**What you have to do:**
Retype every row below word for word, without changing a single character.

○ ○ ○

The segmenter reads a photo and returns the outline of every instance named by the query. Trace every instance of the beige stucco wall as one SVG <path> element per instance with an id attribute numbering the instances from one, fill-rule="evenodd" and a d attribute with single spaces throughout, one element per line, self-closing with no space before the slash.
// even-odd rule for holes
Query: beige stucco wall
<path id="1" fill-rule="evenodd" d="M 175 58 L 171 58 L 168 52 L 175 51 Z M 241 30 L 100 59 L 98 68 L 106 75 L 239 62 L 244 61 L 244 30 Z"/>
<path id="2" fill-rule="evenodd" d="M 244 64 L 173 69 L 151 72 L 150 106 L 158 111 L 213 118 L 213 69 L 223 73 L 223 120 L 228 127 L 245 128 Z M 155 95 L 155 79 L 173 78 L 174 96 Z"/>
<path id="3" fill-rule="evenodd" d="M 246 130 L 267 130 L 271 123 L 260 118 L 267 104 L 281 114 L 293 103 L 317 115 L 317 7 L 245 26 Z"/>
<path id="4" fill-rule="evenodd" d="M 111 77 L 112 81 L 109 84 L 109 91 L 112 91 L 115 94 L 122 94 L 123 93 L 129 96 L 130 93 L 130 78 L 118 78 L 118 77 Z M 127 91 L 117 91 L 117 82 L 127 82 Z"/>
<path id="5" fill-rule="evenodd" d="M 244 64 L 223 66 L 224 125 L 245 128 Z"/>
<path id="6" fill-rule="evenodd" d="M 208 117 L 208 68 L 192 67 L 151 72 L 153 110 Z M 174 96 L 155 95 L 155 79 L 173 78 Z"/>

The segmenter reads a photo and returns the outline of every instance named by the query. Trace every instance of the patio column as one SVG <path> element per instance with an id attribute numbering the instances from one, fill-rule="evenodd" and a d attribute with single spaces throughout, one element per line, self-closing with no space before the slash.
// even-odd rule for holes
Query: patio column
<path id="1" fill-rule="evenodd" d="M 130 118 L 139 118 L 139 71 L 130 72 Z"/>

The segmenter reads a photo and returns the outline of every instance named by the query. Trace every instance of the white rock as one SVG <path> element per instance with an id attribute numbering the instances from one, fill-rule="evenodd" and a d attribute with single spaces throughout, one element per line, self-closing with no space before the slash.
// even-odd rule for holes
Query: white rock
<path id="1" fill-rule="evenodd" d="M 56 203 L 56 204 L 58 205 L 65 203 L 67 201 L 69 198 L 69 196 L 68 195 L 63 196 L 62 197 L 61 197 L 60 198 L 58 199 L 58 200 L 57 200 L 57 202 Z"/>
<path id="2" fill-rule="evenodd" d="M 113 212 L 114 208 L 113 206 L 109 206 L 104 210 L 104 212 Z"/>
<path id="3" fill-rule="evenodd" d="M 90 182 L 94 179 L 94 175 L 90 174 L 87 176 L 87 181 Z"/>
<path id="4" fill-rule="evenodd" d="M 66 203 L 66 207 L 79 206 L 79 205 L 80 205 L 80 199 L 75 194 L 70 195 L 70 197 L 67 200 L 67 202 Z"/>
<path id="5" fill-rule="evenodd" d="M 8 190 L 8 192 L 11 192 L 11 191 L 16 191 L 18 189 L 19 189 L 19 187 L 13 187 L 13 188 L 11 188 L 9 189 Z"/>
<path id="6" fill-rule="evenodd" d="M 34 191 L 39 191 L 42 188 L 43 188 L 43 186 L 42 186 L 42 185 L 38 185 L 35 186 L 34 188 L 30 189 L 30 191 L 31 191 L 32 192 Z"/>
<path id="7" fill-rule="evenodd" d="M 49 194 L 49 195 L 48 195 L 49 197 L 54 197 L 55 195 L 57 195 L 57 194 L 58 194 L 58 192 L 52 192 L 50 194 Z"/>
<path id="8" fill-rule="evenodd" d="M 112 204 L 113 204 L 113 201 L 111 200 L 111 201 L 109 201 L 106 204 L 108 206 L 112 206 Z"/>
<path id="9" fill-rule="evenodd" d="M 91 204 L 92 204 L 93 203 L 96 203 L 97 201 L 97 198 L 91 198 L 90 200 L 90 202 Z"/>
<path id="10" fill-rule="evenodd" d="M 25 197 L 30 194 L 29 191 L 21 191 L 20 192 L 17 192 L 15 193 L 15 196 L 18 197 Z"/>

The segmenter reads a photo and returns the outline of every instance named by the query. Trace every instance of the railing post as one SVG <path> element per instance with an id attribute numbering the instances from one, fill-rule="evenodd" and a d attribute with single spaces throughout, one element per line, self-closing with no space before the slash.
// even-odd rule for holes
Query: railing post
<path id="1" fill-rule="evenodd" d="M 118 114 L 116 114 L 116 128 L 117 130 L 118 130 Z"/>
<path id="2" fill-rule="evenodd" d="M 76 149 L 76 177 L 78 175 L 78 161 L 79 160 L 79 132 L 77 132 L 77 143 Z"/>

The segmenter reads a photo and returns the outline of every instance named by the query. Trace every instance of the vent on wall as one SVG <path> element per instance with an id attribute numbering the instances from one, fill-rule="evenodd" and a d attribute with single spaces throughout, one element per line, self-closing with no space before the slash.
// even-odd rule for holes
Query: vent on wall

○ ○ ○

**Worked solution:**
The segmenter reads a photo and returns the outline of every instance named by the query. Trace every instance of the beige stucco wall as one SVG <path> element per instance with an id attribute numbering the instances from one, fill-rule="evenodd" and a d attribute with single spaces throughout, one element per line, self-closing with no space before the slash.
// even-odd rule for holes
Query: beige stucco wall
<path id="1" fill-rule="evenodd" d="M 175 58 L 171 58 L 168 52 L 175 51 Z M 241 30 L 100 59 L 98 68 L 106 75 L 239 62 L 244 61 L 244 30 Z"/>
<path id="2" fill-rule="evenodd" d="M 244 64 L 173 69 L 151 72 L 150 106 L 158 111 L 213 118 L 213 69 L 223 73 L 223 120 L 228 127 L 245 128 Z M 155 95 L 155 79 L 173 78 L 174 96 Z"/>
<path id="3" fill-rule="evenodd" d="M 246 130 L 267 130 L 271 123 L 260 118 L 267 104 L 281 114 L 293 103 L 317 115 L 317 7 L 245 26 Z"/>
<path id="4" fill-rule="evenodd" d="M 111 77 L 112 81 L 109 84 L 109 91 L 112 91 L 115 94 L 122 94 L 123 93 L 129 96 L 130 93 L 130 78 L 118 78 L 118 77 Z M 127 91 L 117 91 L 117 82 L 127 82 Z"/>
<path id="5" fill-rule="evenodd" d="M 244 64 L 223 66 L 224 125 L 245 128 Z"/>
<path id="6" fill-rule="evenodd" d="M 208 117 L 208 68 L 192 67 L 151 72 L 153 110 Z M 174 96 L 155 95 L 155 79 L 173 78 Z"/>

The segmenter reads a photo and returns the outline of every instance named by the query. Trace every instance of the patio column as one SVG <path> element per instance with an id attribute numbering the instances from one, fill-rule="evenodd" and a d attribute with single spaces throughout, one element per line, self-closing with no space before the slash.
// even-odd rule for holes
Query: patio column
<path id="1" fill-rule="evenodd" d="M 130 118 L 139 118 L 139 71 L 130 72 Z"/>

The segmenter reads a photo and returns the outline of every instance named by the query. Trace every instance of the white rock as one SVG <path> element per instance with an id attribute numbering the instances from one, fill-rule="evenodd" and a d attribute with single spaces throughout, one element per line, self-closing with no space before the slash.
// even-odd rule for holes
Query: white rock
<path id="1" fill-rule="evenodd" d="M 56 203 L 56 204 L 58 205 L 65 203 L 67 201 L 69 198 L 69 196 L 68 195 L 63 196 L 62 197 L 61 197 L 60 198 L 58 199 L 58 200 L 57 200 L 57 202 Z"/>
<path id="2" fill-rule="evenodd" d="M 113 212 L 114 208 L 113 206 L 109 206 L 104 210 L 104 212 Z"/>
<path id="3" fill-rule="evenodd" d="M 90 182 L 94 179 L 94 175 L 90 174 L 87 176 L 87 181 Z"/>
<path id="4" fill-rule="evenodd" d="M 66 203 L 66 207 L 79 206 L 79 205 L 80 205 L 80 199 L 75 194 L 70 195 L 70 197 L 67 200 L 67 202 Z"/>
<path id="5" fill-rule="evenodd" d="M 8 190 L 8 192 L 11 192 L 11 191 L 16 191 L 18 189 L 19 189 L 19 187 L 13 187 L 13 188 L 11 188 L 9 189 Z"/>
<path id="6" fill-rule="evenodd" d="M 34 191 L 39 191 L 42 188 L 43 188 L 43 186 L 42 186 L 42 185 L 38 185 L 35 186 L 34 188 L 30 189 L 30 191 L 31 191 L 32 192 Z"/>
<path id="7" fill-rule="evenodd" d="M 49 194 L 49 195 L 48 195 L 49 197 L 54 197 L 55 195 L 57 195 L 57 194 L 58 194 L 58 192 L 52 192 L 50 194 Z"/>
<path id="8" fill-rule="evenodd" d="M 112 204 L 113 204 L 113 201 L 111 200 L 111 201 L 109 201 L 106 204 L 108 206 L 112 206 Z"/>
<path id="9" fill-rule="evenodd" d="M 91 204 L 92 204 L 93 203 L 96 203 L 97 201 L 97 198 L 91 198 L 90 200 L 90 202 Z"/>
<path id="10" fill-rule="evenodd" d="M 25 197 L 30 194 L 29 191 L 21 191 L 20 192 L 17 192 L 15 193 L 15 196 L 18 197 Z"/>

The segmenter reads a photo and returns the outline of every instance named by the query. Trace every instance of the railing post as one SVG <path> element per instance with an id attribute numbering the instances from one, fill-rule="evenodd" and a d attribute with single spaces throughout, one element per line, self-closing with no space before the slash.
// even-odd rule for holes
Query: railing post
<path id="1" fill-rule="evenodd" d="M 118 114 L 116 114 L 116 128 L 117 130 L 118 130 Z"/>
<path id="2" fill-rule="evenodd" d="M 76 149 L 76 177 L 78 175 L 78 161 L 79 160 L 79 132 L 77 132 L 77 143 Z"/>

The segmenter reads a photo and returns the outline of every instance named by the query. Trace every instance of the vent on wall as one SVG <path> element per instance with an id attribute numbering the instances from one, fill-rule="evenodd" and a d attribute with single spaces throughout, one element per line, self-closing with no space before the slash.
// even-odd rule for holes
Query: vent on wall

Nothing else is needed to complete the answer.